**** PROVIDED RECORDS ****

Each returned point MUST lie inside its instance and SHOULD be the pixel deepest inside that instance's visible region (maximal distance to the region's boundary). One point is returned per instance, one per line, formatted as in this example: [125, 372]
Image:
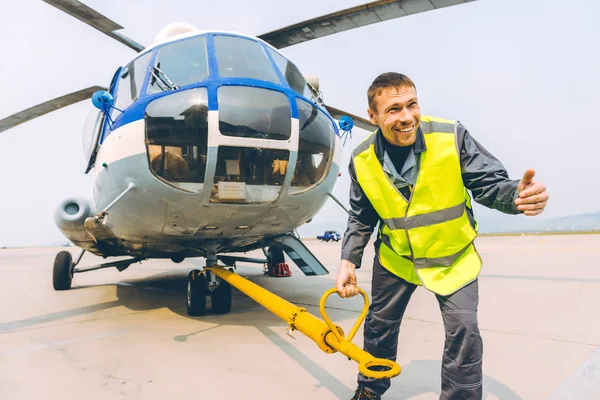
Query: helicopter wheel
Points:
[62, 274]
[196, 293]
[276, 263]
[222, 298]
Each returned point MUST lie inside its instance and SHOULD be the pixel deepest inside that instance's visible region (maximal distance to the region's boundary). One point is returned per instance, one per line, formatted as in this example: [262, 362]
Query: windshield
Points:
[179, 64]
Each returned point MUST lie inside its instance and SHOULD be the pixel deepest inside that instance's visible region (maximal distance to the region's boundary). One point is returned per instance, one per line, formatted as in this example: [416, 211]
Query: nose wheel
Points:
[62, 274]
[196, 293]
[200, 287]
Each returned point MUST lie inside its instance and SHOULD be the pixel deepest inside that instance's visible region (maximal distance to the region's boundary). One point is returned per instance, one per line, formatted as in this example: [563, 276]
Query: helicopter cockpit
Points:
[230, 109]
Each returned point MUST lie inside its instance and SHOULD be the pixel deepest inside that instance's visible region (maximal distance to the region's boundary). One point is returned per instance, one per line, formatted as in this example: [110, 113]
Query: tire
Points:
[274, 256]
[196, 294]
[221, 298]
[62, 274]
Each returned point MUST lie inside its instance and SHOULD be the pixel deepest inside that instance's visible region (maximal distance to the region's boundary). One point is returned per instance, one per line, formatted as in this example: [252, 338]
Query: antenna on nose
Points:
[346, 124]
[104, 101]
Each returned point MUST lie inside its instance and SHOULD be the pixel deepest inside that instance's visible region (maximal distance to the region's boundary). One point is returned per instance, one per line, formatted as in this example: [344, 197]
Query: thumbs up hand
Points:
[532, 195]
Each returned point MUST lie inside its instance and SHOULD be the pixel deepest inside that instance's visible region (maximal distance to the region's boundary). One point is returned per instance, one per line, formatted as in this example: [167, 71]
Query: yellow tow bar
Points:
[330, 338]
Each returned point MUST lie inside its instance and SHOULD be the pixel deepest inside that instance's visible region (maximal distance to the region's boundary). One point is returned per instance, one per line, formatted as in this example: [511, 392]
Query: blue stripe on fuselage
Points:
[136, 110]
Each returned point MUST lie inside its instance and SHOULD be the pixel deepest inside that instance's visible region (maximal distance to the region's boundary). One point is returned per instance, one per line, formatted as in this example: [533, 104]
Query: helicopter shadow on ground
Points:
[417, 378]
[167, 289]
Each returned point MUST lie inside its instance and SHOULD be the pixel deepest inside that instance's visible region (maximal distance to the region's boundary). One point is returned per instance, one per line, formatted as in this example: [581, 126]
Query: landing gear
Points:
[62, 274]
[202, 284]
[222, 298]
[276, 265]
[196, 293]
[65, 268]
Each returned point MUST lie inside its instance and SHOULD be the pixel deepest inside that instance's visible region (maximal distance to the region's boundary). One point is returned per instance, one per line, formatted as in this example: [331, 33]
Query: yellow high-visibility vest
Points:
[427, 239]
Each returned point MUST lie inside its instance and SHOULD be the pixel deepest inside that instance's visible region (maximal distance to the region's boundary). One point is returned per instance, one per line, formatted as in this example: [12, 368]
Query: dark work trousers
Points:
[461, 362]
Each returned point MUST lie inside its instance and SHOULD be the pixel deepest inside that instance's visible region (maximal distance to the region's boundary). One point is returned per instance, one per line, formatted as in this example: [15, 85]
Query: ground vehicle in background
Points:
[330, 235]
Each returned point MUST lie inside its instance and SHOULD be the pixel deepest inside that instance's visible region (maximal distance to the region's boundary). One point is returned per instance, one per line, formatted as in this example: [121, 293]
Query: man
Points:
[411, 177]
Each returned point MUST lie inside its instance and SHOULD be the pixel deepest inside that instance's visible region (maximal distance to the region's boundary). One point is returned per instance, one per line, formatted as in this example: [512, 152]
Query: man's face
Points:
[398, 115]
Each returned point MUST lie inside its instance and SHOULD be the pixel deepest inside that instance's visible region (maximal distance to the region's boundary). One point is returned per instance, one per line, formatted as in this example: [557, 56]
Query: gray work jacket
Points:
[483, 174]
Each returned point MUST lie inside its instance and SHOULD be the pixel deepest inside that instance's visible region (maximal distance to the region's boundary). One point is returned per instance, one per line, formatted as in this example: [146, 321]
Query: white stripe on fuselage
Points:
[125, 141]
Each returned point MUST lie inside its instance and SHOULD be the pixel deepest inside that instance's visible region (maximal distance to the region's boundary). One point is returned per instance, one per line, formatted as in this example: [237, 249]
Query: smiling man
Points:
[412, 178]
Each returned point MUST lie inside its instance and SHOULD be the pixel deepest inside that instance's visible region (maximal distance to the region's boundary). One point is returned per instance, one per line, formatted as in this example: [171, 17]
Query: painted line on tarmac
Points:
[582, 384]
[541, 278]
[60, 343]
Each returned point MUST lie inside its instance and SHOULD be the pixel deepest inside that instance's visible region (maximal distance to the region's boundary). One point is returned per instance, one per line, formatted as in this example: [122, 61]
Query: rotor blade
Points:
[94, 19]
[46, 107]
[358, 121]
[351, 18]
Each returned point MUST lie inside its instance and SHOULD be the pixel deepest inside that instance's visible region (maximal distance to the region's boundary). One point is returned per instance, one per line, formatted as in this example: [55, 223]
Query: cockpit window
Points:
[249, 175]
[254, 113]
[292, 75]
[130, 83]
[315, 150]
[179, 64]
[177, 138]
[243, 58]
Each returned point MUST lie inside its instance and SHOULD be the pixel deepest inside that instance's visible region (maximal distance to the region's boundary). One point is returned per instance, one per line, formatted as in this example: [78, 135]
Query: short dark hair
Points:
[384, 81]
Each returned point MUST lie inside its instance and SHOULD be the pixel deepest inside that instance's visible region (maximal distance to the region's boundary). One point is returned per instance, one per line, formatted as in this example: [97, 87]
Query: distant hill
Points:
[495, 223]
[523, 224]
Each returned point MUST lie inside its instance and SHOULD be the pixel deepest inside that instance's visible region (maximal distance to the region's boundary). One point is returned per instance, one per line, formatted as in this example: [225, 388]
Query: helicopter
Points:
[207, 143]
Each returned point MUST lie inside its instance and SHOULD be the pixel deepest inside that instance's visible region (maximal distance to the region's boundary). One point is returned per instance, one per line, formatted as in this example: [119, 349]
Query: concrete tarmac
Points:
[126, 335]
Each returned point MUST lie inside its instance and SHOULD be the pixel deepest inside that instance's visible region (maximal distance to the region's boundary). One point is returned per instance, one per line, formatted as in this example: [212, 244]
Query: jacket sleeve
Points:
[485, 176]
[362, 220]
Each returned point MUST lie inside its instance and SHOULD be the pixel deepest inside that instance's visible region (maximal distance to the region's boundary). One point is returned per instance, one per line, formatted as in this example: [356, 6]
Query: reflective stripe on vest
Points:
[428, 240]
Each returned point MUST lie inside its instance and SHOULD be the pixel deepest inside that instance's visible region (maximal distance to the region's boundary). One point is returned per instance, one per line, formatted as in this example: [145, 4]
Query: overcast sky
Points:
[521, 75]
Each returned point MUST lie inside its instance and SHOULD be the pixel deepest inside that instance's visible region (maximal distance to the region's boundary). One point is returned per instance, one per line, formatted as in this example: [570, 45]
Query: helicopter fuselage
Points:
[215, 140]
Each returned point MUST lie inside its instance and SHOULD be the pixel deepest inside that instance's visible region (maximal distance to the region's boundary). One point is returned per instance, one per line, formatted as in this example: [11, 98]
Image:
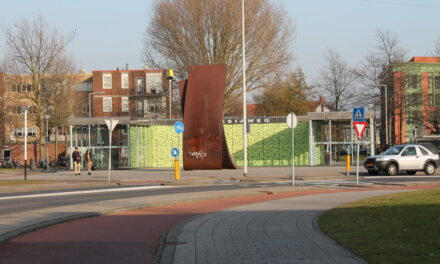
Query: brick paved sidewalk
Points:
[278, 231]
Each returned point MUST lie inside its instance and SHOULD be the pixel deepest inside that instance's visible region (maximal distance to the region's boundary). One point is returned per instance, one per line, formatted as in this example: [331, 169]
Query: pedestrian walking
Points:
[89, 161]
[76, 156]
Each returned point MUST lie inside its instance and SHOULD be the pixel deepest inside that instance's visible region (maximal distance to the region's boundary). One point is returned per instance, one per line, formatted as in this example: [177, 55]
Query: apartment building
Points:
[133, 93]
[17, 92]
[411, 92]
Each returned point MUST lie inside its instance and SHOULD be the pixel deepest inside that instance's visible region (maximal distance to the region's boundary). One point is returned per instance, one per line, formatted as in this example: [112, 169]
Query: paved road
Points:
[279, 231]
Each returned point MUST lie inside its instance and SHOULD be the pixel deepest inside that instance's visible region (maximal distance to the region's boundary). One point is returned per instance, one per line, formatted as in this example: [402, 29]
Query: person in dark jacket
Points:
[89, 161]
[76, 157]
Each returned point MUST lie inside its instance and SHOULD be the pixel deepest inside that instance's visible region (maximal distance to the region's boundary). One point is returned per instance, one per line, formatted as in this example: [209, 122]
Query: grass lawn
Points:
[398, 228]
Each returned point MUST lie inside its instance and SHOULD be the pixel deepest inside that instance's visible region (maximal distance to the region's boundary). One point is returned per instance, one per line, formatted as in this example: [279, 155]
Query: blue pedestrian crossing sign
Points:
[179, 127]
[359, 114]
[175, 152]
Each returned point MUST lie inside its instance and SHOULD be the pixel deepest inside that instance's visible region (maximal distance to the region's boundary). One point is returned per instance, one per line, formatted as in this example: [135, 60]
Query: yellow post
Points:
[176, 170]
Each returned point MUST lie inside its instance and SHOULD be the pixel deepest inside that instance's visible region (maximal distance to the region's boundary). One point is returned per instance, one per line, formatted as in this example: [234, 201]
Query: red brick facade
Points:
[117, 93]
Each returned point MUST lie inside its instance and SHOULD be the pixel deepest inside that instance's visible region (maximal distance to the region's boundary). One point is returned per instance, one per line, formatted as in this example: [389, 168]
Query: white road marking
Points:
[400, 176]
[84, 192]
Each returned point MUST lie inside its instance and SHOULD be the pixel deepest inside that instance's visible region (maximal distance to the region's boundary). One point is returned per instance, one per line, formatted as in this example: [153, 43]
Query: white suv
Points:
[410, 158]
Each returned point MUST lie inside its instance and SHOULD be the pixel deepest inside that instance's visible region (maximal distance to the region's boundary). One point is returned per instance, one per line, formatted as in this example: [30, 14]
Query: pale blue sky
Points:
[109, 33]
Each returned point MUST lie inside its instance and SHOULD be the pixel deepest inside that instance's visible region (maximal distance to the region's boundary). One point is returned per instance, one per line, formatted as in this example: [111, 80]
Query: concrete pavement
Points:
[278, 231]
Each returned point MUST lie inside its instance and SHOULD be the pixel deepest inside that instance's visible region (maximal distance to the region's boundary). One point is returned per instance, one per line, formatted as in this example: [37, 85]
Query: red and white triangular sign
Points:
[359, 127]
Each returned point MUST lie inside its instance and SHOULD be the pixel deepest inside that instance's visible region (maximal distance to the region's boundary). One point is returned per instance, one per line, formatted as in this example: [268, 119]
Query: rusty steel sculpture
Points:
[204, 142]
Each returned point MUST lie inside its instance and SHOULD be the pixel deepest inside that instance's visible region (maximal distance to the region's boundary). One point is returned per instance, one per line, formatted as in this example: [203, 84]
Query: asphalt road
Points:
[24, 201]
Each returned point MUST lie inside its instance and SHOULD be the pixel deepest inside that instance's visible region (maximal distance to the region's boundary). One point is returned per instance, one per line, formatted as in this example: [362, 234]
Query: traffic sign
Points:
[111, 123]
[291, 120]
[360, 127]
[179, 127]
[175, 152]
[359, 114]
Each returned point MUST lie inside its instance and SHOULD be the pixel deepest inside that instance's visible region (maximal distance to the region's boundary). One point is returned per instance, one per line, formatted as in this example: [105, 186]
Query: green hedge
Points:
[268, 145]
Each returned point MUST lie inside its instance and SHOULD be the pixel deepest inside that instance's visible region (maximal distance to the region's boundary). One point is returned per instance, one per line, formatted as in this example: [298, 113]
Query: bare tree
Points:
[386, 52]
[337, 82]
[183, 33]
[36, 54]
[437, 47]
[284, 94]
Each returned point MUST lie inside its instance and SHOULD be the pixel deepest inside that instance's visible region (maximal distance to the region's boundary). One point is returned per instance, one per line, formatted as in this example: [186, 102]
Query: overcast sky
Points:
[109, 33]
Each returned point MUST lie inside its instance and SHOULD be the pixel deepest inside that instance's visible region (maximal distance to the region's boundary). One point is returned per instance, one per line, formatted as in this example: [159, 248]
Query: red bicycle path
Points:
[127, 237]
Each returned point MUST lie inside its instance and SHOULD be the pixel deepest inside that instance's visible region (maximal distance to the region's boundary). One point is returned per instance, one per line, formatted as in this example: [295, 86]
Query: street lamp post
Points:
[386, 110]
[90, 110]
[372, 129]
[25, 109]
[244, 92]
[47, 141]
[170, 76]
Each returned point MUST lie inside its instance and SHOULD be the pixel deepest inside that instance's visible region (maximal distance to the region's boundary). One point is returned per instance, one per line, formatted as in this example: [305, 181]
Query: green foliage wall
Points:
[151, 146]
[268, 145]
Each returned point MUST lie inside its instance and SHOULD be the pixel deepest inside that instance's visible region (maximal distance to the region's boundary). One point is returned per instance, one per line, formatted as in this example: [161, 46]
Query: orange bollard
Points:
[176, 170]
[348, 164]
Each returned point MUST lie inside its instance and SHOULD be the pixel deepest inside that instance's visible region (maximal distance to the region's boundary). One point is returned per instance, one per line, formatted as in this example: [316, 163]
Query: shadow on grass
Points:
[400, 228]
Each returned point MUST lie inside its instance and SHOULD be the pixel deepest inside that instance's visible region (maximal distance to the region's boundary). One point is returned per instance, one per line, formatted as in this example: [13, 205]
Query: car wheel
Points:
[371, 172]
[391, 169]
[429, 168]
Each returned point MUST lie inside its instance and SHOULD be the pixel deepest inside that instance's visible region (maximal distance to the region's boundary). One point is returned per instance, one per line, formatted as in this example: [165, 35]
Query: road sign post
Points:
[111, 124]
[359, 127]
[179, 127]
[292, 121]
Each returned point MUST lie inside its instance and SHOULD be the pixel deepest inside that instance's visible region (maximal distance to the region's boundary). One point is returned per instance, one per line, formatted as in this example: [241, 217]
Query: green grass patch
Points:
[22, 182]
[398, 228]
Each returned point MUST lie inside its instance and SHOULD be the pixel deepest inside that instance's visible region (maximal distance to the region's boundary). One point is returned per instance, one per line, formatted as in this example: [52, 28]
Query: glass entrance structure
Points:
[320, 139]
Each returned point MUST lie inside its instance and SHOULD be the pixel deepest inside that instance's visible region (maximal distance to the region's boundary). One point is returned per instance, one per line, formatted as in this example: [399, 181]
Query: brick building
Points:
[413, 98]
[126, 94]
[133, 93]
[17, 91]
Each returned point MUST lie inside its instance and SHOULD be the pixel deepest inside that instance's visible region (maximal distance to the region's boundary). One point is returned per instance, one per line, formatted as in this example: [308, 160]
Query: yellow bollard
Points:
[176, 170]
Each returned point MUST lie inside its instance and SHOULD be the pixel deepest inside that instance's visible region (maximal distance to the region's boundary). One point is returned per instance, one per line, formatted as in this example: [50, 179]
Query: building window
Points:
[153, 82]
[155, 105]
[106, 104]
[139, 85]
[85, 109]
[22, 87]
[434, 91]
[84, 87]
[124, 80]
[107, 81]
[140, 108]
[18, 110]
[125, 104]
[19, 132]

****

* **DIRECTIONS**
Every line from the line containing "example: [241, 217]" to the last line of the material above must be repeated exactly, and no other line.

* **COMPLETED TASK**
Each returned point MUST lie inside its instance and SHOULD be the pixel deepest inside that instance's visible region (maximal distance to the region's boundary). One point is returned per instance, one per line, formatted as in this example: [241, 217]
Query: green grass patch
Points:
[22, 182]
[398, 228]
Each returned point MUST lie inside its instance and SHOULD be the pixel deepest inside that instance's visible region (maximal distance to the region's boundary). One point is returned per instance, one per line, formatted as in this example: [52, 28]
Query: glass entrance structure
Points:
[320, 139]
Each returned point MUST lie inside its instance and SHOULD be the pixel deepest inside that instance's visible region (maximal distance to the region's boundary). One point is returned per instance, one per line, formatted as in this example: [399, 181]
Query: brick building
Points:
[413, 98]
[126, 94]
[133, 93]
[17, 91]
Each returned point MUST lie inside its instance and SHOULD be the pixel deepest inside that instance's visible region (maximal distance to the region's boundary). One point is returned per instance, one per line, formatted as in this example: [308, 160]
Query: yellow bollard
Points:
[176, 170]
Each returned point MUST lie inside its instance and SHOULD be the pixel deepest inside that instance's visible region (maximal distance to the region's boundary). One point is returned per instance, one per line, formatted as in this example: [50, 179]
Query: building window
Points:
[153, 82]
[155, 105]
[106, 104]
[139, 85]
[85, 109]
[22, 87]
[434, 91]
[84, 87]
[124, 80]
[107, 81]
[140, 108]
[18, 110]
[125, 104]
[19, 132]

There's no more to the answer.